## TÂCHES À RÉALISER:
**a)** Recopiez le passage de l'article sur le festival du gif scientifique situé entre « Un événement à » et « projet prenne forme. », bornes incluses.
**b)** Poursuivez, s'il vous plaît, l'article sur le festival du gif scientifique à partir de l'endroit où il s'arrête.

Le gif scientifique a désormais son festival (il était temps !)
Par Marine Dessaux | Le | Relations extérieures
Consacrer un festival au gif scientifique, inviter des experts à disserter sur la question et même organiser un concours, chapeauté par un jury de prestige : l’université de Franche-Comté l’a fait !
Un événement à côté duquel Campus Matin ne pouvait se permettre de passer et auquel nous avons assisté en ligne. Récit, explications et… palmarès !
Impossible de passer à côté du gif ! Cette image numérique animée souvent à caractère comique envahit les réseaux sociaux. Un phénomène de société, une nouvelle façon de communiquer même, qui inspire jusqu’aux femmes et hommes de sciences.
Il était devenu urgent d’en parler sous un angle académique ! Pourquoi pas à l’occasion d’un festival ? L’idée est venue à Jérémy Querenet, chargé de médiation à l’Université de Franche Comté, en plein confinement. Très vite, une petite équipe motivée s’est formée et a travaillé à ce que le projet prenne forme.

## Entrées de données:
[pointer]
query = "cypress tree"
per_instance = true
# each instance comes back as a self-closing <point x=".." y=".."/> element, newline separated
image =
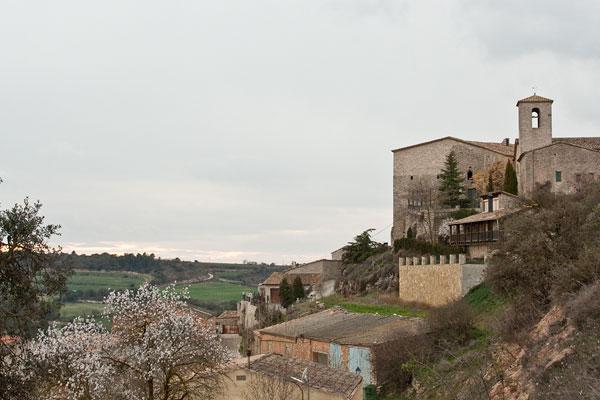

* * *

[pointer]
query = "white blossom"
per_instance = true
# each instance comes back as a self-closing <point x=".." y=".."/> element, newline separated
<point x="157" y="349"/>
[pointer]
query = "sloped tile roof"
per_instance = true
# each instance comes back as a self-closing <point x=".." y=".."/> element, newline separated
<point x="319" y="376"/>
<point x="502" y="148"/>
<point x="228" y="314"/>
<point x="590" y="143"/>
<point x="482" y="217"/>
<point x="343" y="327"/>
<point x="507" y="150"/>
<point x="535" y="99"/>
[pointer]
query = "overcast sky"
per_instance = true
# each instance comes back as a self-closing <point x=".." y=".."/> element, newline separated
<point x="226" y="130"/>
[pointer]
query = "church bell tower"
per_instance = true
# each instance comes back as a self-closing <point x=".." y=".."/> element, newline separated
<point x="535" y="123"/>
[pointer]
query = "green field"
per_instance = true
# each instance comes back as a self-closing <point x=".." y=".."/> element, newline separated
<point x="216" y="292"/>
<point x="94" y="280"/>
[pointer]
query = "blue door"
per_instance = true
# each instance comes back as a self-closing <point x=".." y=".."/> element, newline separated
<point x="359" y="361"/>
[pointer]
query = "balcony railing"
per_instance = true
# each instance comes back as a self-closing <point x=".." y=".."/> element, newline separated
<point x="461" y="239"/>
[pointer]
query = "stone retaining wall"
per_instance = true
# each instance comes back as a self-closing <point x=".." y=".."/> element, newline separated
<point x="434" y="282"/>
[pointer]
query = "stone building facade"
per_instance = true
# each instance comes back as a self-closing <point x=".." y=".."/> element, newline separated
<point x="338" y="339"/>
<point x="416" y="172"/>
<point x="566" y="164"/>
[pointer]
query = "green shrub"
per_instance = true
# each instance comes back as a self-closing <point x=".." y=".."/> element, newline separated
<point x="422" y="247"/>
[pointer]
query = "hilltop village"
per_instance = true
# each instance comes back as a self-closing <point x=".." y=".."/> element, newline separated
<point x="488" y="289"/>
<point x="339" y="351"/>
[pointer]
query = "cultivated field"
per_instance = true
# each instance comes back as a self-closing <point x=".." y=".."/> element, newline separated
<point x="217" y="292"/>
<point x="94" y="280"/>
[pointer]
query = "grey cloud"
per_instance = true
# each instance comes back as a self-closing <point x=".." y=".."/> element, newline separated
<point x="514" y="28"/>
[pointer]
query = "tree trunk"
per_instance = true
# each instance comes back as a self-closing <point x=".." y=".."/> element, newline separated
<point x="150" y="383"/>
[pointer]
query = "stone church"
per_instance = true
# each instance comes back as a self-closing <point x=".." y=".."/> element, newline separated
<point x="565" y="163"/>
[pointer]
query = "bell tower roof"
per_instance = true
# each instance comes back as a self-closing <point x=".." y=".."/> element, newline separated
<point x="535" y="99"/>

## RÉPONSES PAR TÂCHE:
**a)**
Un événement à côté duquel Campus Matin ne pouvait se permettre de passer et auquel nous avons assisté en ligne. Récit, explications et… palmarès !
Impossible de passer à côté du gif ! Cette image numérique animée souvent à caractère comique envahit les réseaux sociaux. Un phénomène de société, une nouvelle façon de communiquer même, qui inspire jusqu’aux femmes et hommes de sciences.
Il était devenu urgent d’en parler sous un angle académique ! Pourquoi pas à l’occasion d’un festival ? L’idée est venue à Jérémy Querenet, chargé de médiation à l’Université de Franche Comté, en plein confinement. Très vite, une petite équipe motivée s’est formée et a travaillé à ce que le projet prenne forme.

**b)**
« L’inspiration est venue en s’échangeant des gifs entre collègues sur WhatsApp, se remémore-t-il. Ce sont des objets incongrus et insolites qui permettent de faire de la médiation scientifique. Comme tout objet populaire massivement partagé, il fait passer des représentations. Il est donc intéressant d’observer l’image des sciences qu’il véhicule ».
Conférences, masterclasses, ateliers, quizz : une semaine pour tout savoir sur le gif scientifique
Du 1er au 7 juillet dernier, le festival du Gif s’est déroulé sur Facebook via La Fabrikà, un espace de découverte scientifique et artistique de l’Université de Franche Comté. Au total, huit conférences, quatre masterclasses, trois ateliers et trois quizz ont été proposé aux festivaliers.
Tous les sujets y sont passés, la représentation des sciences, souvent caricaturale (vient immédiatement en tête l’image du scientifique aux cheveux en pétard qui fait exploser son labo), la place des femmes dans les gifs scientifiques, généralement présentées comme ignorantes, et l’aspect artistique de ces petits carrés.
Les intervenants, des enseignants-chercheurs et créateurs de gif ont apporté leur éclairage sur ce format populaire, notamment l’artiste canadien James Kerr plus connu comme 'Scorpion Dagger', célèbre pour ses collages de tableaux de la renaissance et pour s’être fixé l’objectif de publier un gif par jour pendant un an (un défi relevé haut la main !).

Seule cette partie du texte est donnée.